目的:
以下のエントリをすべて、一字一句変えずにそのまま返してください。画像は回答から除外してください。

[ボックスラベリング用データセットの行]
↓↓↓
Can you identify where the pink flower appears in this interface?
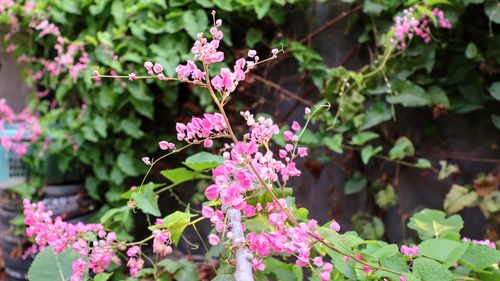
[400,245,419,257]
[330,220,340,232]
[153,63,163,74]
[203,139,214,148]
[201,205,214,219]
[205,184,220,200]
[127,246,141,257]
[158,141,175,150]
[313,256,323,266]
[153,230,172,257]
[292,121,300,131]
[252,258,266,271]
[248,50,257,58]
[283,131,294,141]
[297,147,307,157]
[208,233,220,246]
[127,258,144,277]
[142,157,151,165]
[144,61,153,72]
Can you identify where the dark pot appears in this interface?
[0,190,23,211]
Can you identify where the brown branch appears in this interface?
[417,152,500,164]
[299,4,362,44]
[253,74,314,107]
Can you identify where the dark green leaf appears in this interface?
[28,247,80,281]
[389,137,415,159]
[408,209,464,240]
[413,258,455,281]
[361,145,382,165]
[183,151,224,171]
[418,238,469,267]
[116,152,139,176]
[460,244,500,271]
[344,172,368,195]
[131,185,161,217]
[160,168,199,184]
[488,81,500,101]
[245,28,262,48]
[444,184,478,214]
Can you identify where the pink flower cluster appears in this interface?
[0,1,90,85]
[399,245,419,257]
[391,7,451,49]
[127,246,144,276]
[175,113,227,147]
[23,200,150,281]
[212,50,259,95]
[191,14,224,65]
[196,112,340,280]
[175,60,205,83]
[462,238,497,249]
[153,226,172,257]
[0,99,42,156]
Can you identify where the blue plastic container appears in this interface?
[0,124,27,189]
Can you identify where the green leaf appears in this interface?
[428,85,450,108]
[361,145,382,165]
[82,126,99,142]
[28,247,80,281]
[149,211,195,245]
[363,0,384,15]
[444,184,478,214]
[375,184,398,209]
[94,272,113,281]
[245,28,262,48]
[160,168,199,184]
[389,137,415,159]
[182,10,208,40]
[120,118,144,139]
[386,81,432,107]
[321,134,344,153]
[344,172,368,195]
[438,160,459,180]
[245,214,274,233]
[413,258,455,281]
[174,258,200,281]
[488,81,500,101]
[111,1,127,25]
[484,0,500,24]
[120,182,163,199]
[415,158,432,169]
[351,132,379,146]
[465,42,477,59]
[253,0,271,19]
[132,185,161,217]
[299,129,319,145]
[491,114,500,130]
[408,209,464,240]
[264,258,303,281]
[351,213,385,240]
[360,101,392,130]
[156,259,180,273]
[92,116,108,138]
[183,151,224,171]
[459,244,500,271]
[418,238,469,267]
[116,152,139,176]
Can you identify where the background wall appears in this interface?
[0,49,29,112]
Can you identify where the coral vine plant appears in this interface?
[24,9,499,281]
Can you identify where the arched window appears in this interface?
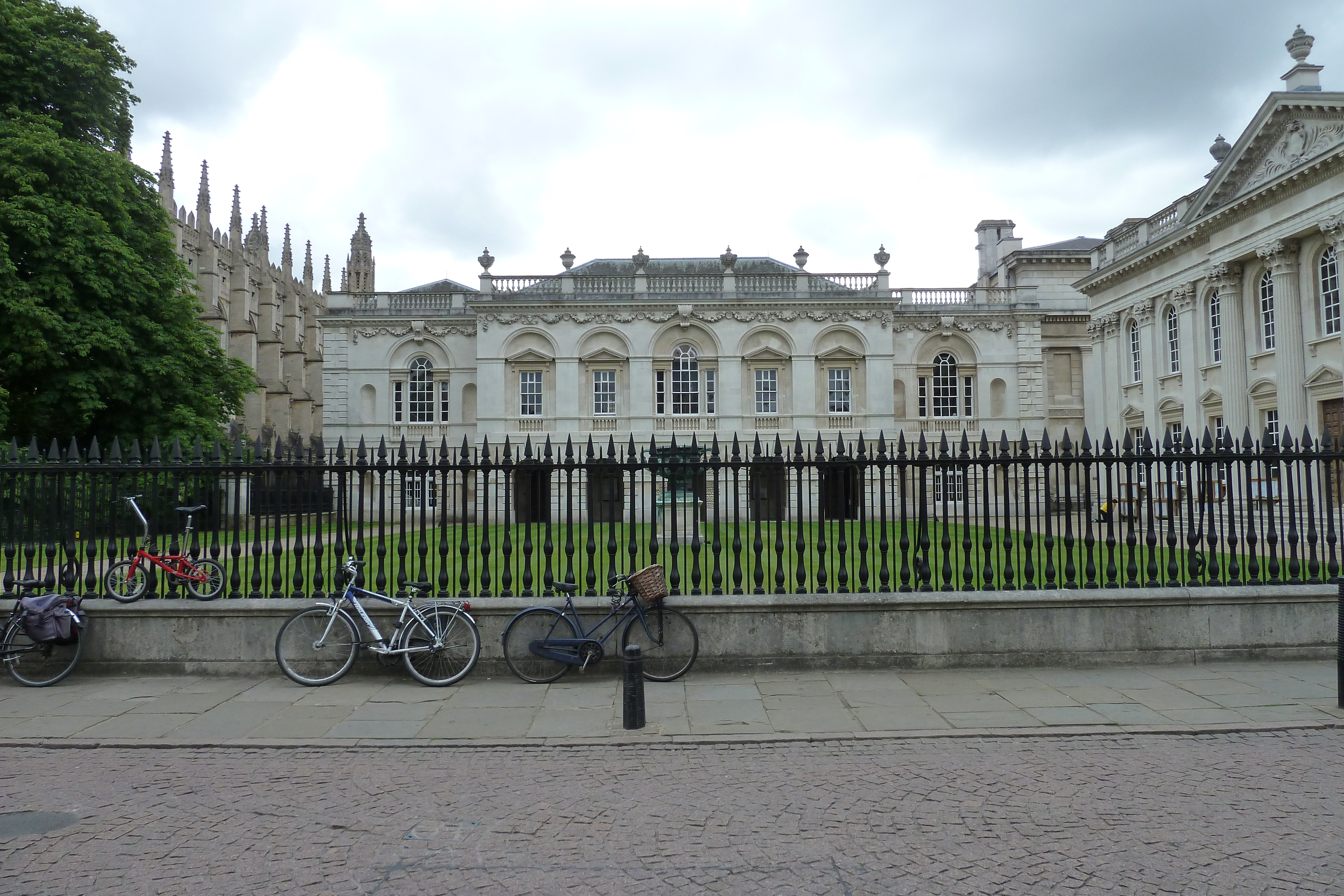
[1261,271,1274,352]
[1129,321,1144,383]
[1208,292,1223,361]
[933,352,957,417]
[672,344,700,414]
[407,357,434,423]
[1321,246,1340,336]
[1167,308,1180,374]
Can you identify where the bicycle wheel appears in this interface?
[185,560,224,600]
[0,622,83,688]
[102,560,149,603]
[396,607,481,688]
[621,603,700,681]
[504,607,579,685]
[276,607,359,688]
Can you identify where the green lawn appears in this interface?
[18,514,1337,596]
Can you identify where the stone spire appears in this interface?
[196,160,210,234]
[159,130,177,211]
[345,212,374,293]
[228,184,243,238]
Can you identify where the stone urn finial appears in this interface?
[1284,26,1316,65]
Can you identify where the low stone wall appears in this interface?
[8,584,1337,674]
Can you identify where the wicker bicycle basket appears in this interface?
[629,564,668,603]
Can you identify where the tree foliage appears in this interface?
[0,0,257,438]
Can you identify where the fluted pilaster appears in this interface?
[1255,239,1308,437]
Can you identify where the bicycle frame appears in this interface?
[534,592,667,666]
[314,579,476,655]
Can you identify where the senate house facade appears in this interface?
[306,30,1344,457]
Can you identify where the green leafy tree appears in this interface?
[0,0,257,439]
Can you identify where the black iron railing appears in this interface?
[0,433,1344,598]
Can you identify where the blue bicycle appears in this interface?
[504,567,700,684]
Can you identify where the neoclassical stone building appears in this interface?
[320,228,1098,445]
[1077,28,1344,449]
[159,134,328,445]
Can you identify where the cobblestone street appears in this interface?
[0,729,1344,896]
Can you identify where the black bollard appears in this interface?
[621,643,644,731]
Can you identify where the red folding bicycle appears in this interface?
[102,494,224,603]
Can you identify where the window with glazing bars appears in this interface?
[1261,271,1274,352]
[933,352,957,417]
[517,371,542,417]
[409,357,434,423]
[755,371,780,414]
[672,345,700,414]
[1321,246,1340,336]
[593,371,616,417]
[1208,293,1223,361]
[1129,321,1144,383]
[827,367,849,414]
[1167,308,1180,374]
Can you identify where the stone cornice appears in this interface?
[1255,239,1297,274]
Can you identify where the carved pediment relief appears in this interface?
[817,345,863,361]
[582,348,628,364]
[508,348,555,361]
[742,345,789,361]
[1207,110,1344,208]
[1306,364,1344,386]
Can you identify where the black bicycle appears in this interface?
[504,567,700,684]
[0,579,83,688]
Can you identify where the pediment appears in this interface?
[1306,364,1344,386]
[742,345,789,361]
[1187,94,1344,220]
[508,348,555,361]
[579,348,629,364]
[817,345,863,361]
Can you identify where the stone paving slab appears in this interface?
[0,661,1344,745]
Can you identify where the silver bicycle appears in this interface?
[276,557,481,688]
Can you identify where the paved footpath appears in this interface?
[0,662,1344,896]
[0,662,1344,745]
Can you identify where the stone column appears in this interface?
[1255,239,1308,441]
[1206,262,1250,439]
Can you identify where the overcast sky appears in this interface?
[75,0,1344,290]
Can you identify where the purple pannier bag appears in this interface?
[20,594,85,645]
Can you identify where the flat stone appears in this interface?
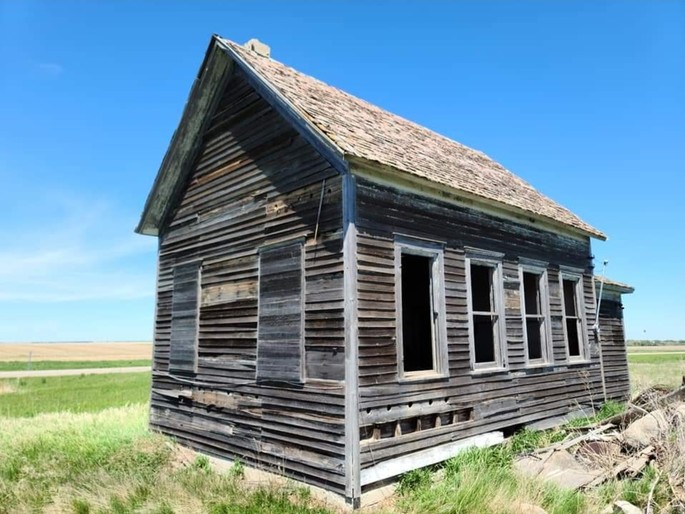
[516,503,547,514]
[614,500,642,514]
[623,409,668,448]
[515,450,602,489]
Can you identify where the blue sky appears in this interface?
↑↑↑
回答:
Can you identify where the pink flower appears in this interface?
[400,245,419,257]
[330,220,340,232]
[153,63,163,74]
[203,139,214,148]
[201,205,214,219]
[205,184,220,200]
[127,246,141,257]
[158,141,175,150]
[313,256,323,266]
[153,230,172,257]
[292,121,300,131]
[252,258,266,271]
[248,50,257,58]
[283,131,294,141]
[297,147,307,157]
[208,233,220,246]
[127,258,144,277]
[142,157,151,165]
[144,61,153,72]
Can you identify where the dark pot appears in this interface?
[0,190,23,211]
Can you identify where the brown branch appears in this interface?
[417,152,500,164]
[299,4,362,44]
[253,74,314,107]
Can you identify where the dark green leaf appears in this interface?
[28,247,80,281]
[389,137,415,159]
[408,209,464,240]
[413,258,455,281]
[361,145,382,165]
[183,151,224,171]
[418,238,469,267]
[116,152,139,176]
[460,244,500,271]
[344,172,368,195]
[131,185,161,217]
[160,168,199,184]
[488,81,500,101]
[245,28,262,48]
[444,184,478,214]
Can you identify where the pink flower cluster appears in this interface?
[0,1,90,85]
[399,245,419,257]
[391,7,451,49]
[127,246,144,276]
[175,113,227,147]
[23,200,150,281]
[212,50,259,95]
[191,14,224,65]
[196,112,340,280]
[175,60,205,83]
[462,238,497,249]
[153,226,172,257]
[0,99,42,156]
Can you identify where the blue plastic container appears in this interface?
[0,124,27,189]
Can you identify where the green leaf appears in this interface?
[428,85,450,108]
[361,145,382,165]
[82,126,99,142]
[28,247,80,281]
[149,211,195,245]
[363,0,384,15]
[444,184,478,214]
[375,184,398,209]
[94,272,113,281]
[245,28,262,48]
[160,168,199,184]
[389,137,415,159]
[182,10,208,40]
[120,118,144,139]
[386,81,432,107]
[321,134,344,153]
[344,172,368,195]
[438,160,459,180]
[245,214,274,233]
[413,258,455,281]
[174,258,200,281]
[488,81,500,101]
[111,1,127,25]
[484,0,500,24]
[120,182,163,199]
[415,158,432,169]
[351,132,379,146]
[465,42,477,59]
[253,0,271,19]
[132,185,161,217]
[299,129,319,145]
[491,114,500,130]
[408,209,464,240]
[264,258,303,281]
[351,213,385,240]
[360,101,392,130]
[156,259,180,273]
[92,116,108,138]
[183,151,224,171]
[459,244,500,271]
[418,238,469,267]
[116,152,139,176]
Can you identify where the background wall appears in this interface?
[0,49,29,112]
Can you identify where the coral vine plant appears in this interface?
[24,9,499,281]
Can you identify where the arched window appears in this interface?
[1261,271,1274,352]
[1129,321,1144,383]
[1208,292,1223,361]
[933,352,957,417]
[672,344,700,414]
[407,357,434,423]
[1321,246,1340,336]
[1167,308,1180,374]
Can you identify where the bicycle wheel appears in this interface?
[185,560,224,600]
[0,622,83,688]
[102,560,149,603]
[396,607,481,688]
[621,603,700,681]
[504,607,579,685]
[276,607,359,688]
Can you identify where the green lawn appears in this interface?
[18,514,1337,596]
Can you identify where the stone spire appears in this interface?
[196,160,210,234]
[159,130,177,211]
[345,212,374,293]
[228,184,243,238]
Can you identify where the stone urn finial appears in this interface?
[1284,26,1316,65]
Can you identify where the low stone wall appears in this interface?
[8,584,1337,674]
Can you identify where the wicker bicycle basket appears in this interface?
[629,564,668,603]
Can you identify where the tree foliage appears in this interface?
[0,0,257,438]
Can you identify where the fluted pilaster appears in this interface?
[1255,239,1308,437]
Can you identify where the bicycle frame appears in this interface?
[534,592,667,666]
[314,579,476,655]
Can you identify where the senate house facade appears in this interface?
[306,30,1344,457]
Can you identify where the green leafy tree appears in this interface?
[0,0,257,439]
Can you identify where the black iron railing appears in this interface?
[0,433,1344,598]
Can you identify where the blue bicycle appears in this interface?
[504,567,700,684]
Can you identify where the neoclassical stone building appears in this interface?
[320,228,1098,445]
[1077,28,1344,449]
[159,134,328,445]
Can you identify where the cobblestone street appears in this interface?
[0,729,1344,896]
Can you identify where the black bollard appears in this interface?
[621,643,644,731]
Can you identify where the red folding bicycle appears in this interface?
[102,494,224,603]
Can you identify where the window with glazing bars appears in this interface?
[1261,271,1274,352]
[933,352,957,417]
[517,371,542,417]
[409,357,434,423]
[755,371,780,414]
[672,345,700,414]
[1321,246,1340,336]
[593,371,616,417]
[1208,293,1223,361]
[1129,321,1144,383]
[827,367,849,414]
[1167,308,1180,374]
Can you identify where the stone cornice appears in this interface?
[1255,239,1297,274]
Can you identify where the carved pediment relief appears in this interface?
[817,345,863,361]
[582,348,628,364]
[508,348,555,361]
[742,345,789,361]
[1207,110,1344,208]
[1306,364,1344,386]
Can you identify where the black bicycle appears in this interface?
[504,567,700,684]
[0,579,83,688]
Can you identify where the pediment appears in this interface?
[1306,364,1344,386]
[742,345,789,361]
[1187,94,1344,220]
[508,348,555,361]
[579,348,629,364]
[817,345,863,361]
Can you identify where the stone paving slab appears in this interface?
[0,661,1344,745]
Can you identify where the silver bicycle appears in this interface?
[276,557,481,688]
Can you identify where the paved footpath appears in this interface?
[0,662,1344,896]
[0,662,1344,745]
Can you identify where the stone column appears in this interface?
[1255,239,1308,441]
[1206,262,1250,439]
Can you identify where the overcast sky appears in this interface?
[75,0,1344,290]
Can you identify where the purple pannier bag appears in this interface?
[20,594,85,645]
Can you identify where the flat stone appears in this interface?
[516,503,547,514]
[614,500,642,514]
[623,409,668,448]
[515,450,602,489]
Can you identify where the blue sky appears in this interface?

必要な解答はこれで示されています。